Passage =>
┄┄┄┄┄┄┄┄┄┄┄┄┄┄┄┄┄┄┄┄

In what has to be one of the more unusual pieces by the liberal media sounding the alarm on global warming, a piece in Thursday’s New York Times complained about the inability of wealthy (liberal) New Yorkers to wear their lucrative fall clothing due to stretches of warm temperatures in the Empire State.
Profiling a plethora of New Yorkers stricken with this predicament, reporter Miranda Purves explained that “[f]all has long been New York’s proudest season” in terms of fashion but have suffered:
But this has been the warmest fall quarter in 25 years. And while many people are concerned with global catastrophe — contemplating harrowing images of Greenland melting away and scorched earth in Los Angeles — others are just spinning wildly, like the confused leaves, to figure out what autumn in New York means for their wardrobes.
Purves also spoke with owners of high-end stores who have resorted to altering their orders and inventory as a result of the climate change:
The woolen mittens memorialized by Oscar Hammerstein may be languishing on store shelves, but “we sold over 80 units of Dior sunglasses alone in October,” said Elizabeth von der Goltz, a senior vice president and general merchandise manager at Bergdorf Goodman. She herself bought a heavy Burberry cape and hasn’t had call to bust it out since Paris Fashion Week in September.

┄┄┄┄┄┄┄┄┄┄┄┄┄┄┄┄┄┄┄┄

What to produce => In the passage about New York's warm fall, what position does Elizabeth von der Goltz hold at Bergdorf Goodman?

Data section =>
┄┄┄┄┄┄┄┄┄┄┄┄┄┄┄┄┄┄┄┄

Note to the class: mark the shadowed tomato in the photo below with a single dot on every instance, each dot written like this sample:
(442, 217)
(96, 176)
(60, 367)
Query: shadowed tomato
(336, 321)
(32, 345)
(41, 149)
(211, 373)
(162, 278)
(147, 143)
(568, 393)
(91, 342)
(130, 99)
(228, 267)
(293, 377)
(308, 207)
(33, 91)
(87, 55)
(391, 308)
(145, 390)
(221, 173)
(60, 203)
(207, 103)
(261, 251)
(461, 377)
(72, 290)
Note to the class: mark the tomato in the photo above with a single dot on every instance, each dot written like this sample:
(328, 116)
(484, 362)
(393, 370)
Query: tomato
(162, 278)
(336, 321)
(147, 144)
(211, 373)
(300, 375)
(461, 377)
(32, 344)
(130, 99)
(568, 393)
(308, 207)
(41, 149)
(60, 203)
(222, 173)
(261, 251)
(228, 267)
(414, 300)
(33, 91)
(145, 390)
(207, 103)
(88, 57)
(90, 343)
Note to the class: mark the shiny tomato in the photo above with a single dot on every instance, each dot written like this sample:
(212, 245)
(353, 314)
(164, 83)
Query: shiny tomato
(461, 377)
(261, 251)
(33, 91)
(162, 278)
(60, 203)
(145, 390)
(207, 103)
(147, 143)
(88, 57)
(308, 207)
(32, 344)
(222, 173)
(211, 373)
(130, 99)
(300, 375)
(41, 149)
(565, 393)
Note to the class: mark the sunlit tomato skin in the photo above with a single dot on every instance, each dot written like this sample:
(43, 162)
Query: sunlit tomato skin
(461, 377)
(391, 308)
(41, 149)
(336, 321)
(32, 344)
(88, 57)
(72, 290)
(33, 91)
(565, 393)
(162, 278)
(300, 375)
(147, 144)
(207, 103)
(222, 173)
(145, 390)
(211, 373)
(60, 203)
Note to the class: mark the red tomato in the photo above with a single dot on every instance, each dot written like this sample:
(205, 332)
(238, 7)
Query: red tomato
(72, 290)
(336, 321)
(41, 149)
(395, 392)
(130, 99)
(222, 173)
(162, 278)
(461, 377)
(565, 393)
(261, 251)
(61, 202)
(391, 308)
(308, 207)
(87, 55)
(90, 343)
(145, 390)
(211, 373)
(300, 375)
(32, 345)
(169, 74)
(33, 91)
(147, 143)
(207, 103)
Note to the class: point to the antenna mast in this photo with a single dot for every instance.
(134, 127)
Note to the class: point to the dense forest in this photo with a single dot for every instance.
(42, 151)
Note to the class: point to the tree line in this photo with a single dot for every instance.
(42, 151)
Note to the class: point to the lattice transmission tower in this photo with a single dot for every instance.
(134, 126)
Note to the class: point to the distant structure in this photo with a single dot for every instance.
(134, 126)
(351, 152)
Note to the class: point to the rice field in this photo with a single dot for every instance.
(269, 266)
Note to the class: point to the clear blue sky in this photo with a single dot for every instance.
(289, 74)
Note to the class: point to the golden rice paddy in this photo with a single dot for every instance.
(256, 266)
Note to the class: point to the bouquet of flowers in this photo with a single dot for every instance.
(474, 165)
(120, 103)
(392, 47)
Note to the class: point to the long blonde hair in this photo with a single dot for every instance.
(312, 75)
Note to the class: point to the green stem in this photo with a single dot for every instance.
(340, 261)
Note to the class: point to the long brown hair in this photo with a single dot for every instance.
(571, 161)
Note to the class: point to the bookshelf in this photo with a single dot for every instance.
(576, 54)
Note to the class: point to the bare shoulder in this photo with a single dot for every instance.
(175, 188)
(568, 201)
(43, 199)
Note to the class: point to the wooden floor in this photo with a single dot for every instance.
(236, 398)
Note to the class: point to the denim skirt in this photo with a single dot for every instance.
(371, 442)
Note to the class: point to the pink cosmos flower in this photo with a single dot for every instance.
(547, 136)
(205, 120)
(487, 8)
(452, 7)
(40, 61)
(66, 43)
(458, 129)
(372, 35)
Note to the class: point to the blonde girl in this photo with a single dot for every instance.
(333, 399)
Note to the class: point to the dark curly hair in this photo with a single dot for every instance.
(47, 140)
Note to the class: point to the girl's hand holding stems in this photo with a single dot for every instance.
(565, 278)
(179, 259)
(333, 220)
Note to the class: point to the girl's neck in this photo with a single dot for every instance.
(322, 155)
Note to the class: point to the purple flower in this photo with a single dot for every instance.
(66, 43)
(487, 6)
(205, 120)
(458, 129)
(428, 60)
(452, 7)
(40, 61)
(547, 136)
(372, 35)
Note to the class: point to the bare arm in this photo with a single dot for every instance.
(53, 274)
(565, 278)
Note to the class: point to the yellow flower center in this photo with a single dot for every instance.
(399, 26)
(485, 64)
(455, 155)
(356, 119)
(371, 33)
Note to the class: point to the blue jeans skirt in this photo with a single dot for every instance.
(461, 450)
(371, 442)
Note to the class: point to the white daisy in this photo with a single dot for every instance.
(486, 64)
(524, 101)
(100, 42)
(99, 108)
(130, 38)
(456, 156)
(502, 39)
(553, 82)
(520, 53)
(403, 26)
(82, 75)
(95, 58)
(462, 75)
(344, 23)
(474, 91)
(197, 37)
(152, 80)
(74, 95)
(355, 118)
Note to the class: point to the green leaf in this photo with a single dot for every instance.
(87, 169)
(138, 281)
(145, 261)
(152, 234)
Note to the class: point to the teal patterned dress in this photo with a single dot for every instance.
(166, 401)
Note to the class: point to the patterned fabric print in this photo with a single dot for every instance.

┄┄┄┄┄┄┄┄┄┄┄┄┄┄┄┄┄┄┄┄

Reply => She is a senior vice president and general merchandise manager.